I won't bang on about validity anymore, apart from this. If we are concerned with our arguments being tied to reality, then I think the valid/sound distinction is perfectly adequate for this. Why play around with re-defining validity if we have soundness already there to do the work? We're both using different notions of validity, so you're right to say that we'll keep going in circles talking over each other. (I'll say: THIS is valid. Then, you'll say: No, no validity is more than that, THAT wasn't valid. We'll be a loggerheads but won't make progress.)
But it seems to me that your reason for using your notion of validty is so that you can draw a line between arguments that actually apply to the real world and mumbo-jumbo arguments that don't. I agree that this is an important line to draw but think that we can draw it using the concept of soundness, without the need for re-definition of validity.
Anyway, enough already!
I think the issue fundamentally, and most interestingly, revolves around the following stuff:
When something, or someone, utters a staement that is true but accidentally so.
━━━━━━
■ **BRIEF A**: Identify every line in the records below that contains the string "surface", matching case exactly.
━━━━━━
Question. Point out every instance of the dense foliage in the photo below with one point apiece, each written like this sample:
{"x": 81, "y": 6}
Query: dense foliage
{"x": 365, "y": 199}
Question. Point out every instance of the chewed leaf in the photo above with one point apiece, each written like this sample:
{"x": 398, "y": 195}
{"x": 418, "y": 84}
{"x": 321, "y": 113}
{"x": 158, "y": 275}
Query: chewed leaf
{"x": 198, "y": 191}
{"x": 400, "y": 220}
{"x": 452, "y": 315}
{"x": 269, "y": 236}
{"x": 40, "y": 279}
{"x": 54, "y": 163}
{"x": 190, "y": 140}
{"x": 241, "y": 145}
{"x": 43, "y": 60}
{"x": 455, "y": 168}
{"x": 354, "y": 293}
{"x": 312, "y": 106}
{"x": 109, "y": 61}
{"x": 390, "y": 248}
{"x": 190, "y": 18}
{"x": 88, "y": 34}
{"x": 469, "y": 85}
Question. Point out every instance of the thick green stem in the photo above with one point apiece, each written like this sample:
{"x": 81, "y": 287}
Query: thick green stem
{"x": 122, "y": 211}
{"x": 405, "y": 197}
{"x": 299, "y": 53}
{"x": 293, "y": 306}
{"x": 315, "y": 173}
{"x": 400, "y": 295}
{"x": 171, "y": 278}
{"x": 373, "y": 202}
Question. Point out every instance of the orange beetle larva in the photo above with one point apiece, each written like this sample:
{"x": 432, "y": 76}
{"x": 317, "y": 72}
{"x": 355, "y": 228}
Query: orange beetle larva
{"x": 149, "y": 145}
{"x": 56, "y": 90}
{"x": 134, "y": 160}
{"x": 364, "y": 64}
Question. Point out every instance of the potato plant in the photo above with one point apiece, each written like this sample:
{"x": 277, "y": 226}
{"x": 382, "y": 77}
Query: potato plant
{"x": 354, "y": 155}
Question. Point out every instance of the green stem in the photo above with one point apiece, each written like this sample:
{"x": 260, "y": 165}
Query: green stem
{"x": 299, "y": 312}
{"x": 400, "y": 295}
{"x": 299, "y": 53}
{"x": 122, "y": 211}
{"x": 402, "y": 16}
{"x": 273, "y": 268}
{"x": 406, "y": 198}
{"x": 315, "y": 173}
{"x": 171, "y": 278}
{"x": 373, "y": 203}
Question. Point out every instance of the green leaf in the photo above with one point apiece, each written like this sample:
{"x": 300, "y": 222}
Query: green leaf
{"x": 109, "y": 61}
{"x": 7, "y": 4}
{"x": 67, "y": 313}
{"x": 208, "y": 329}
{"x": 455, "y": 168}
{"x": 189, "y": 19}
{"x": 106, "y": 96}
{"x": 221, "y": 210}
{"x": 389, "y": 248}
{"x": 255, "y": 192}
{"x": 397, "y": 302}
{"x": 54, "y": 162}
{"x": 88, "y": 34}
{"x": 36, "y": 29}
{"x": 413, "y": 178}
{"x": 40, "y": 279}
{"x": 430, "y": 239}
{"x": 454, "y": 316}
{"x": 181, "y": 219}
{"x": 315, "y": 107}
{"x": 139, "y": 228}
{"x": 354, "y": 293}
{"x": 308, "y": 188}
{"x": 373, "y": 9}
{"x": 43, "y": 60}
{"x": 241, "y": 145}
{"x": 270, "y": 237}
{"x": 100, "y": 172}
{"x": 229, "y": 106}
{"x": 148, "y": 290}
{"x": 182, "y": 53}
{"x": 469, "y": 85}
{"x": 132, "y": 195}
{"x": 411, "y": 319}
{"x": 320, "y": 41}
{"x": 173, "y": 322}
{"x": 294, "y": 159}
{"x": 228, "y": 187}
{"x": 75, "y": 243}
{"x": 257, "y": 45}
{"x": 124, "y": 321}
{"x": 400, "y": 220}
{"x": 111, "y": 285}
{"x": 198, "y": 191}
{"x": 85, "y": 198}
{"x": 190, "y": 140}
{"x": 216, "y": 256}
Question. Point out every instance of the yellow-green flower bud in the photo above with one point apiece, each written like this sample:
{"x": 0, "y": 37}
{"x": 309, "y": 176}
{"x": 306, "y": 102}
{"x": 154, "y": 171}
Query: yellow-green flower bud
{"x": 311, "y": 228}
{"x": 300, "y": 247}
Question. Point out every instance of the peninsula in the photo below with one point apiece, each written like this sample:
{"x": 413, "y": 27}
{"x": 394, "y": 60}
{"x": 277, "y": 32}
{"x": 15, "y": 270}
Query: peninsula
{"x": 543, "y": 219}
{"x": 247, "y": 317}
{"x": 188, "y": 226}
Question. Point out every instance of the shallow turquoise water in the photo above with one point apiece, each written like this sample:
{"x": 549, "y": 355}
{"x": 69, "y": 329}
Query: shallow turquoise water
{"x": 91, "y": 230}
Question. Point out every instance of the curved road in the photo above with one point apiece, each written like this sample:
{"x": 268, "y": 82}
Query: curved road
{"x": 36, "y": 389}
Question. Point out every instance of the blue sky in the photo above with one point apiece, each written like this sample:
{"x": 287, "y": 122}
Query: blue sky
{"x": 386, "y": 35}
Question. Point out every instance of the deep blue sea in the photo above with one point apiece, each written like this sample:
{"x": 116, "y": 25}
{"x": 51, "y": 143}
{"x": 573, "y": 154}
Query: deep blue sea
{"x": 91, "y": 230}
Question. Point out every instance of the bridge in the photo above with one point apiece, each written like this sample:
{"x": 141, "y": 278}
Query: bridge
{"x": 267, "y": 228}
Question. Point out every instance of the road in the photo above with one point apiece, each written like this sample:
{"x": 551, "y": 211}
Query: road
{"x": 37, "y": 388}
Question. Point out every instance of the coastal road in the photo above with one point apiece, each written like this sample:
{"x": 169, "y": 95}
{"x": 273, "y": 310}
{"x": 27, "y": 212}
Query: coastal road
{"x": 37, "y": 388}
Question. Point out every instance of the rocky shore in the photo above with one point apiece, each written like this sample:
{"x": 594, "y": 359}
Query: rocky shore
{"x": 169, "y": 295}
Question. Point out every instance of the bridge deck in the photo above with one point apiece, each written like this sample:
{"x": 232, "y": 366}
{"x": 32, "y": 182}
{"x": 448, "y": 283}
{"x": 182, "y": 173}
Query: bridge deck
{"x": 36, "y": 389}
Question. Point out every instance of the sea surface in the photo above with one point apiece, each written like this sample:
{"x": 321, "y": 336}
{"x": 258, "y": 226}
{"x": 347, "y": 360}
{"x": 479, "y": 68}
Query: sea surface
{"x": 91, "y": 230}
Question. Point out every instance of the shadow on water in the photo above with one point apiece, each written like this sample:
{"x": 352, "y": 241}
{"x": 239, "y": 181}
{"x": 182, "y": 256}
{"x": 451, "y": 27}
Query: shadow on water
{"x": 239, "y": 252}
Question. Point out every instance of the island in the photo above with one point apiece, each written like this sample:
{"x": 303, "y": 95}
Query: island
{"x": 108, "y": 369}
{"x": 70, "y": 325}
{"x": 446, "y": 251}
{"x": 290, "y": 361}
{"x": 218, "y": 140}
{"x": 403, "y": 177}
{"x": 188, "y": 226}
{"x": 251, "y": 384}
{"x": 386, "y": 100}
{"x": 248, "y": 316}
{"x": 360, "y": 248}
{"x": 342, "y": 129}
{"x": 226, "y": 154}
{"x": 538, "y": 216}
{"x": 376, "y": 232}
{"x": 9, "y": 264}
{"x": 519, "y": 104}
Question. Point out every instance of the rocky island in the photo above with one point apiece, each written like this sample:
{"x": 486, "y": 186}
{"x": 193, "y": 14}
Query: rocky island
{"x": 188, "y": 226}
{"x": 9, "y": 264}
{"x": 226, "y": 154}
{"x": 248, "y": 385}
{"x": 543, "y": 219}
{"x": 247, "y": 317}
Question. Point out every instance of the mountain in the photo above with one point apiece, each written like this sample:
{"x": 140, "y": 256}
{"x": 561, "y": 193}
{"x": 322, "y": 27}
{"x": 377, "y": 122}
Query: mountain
━━━━━━
■ **BRIEF B**: From the passage on validity and soundness, return the part that opens with the words containing "But it seems" and closes with "re-definition of validity.".

■ **COMPLETE ANSWER A**:
Question. Point out every instance of the sea surface in the photo above with one point apiece, each written like this sample:
Query: sea surface

■ **COMPLETE ANSWER B**:
But it seems to me that your reason for using your notion of validty is so that you can draw a line between arguments that actually apply to the real world and mumbo-jumbo arguments that don't. I agree that this is an important line to draw but think that we can draw it using the concept of soundness, without the need for re-definition of validity.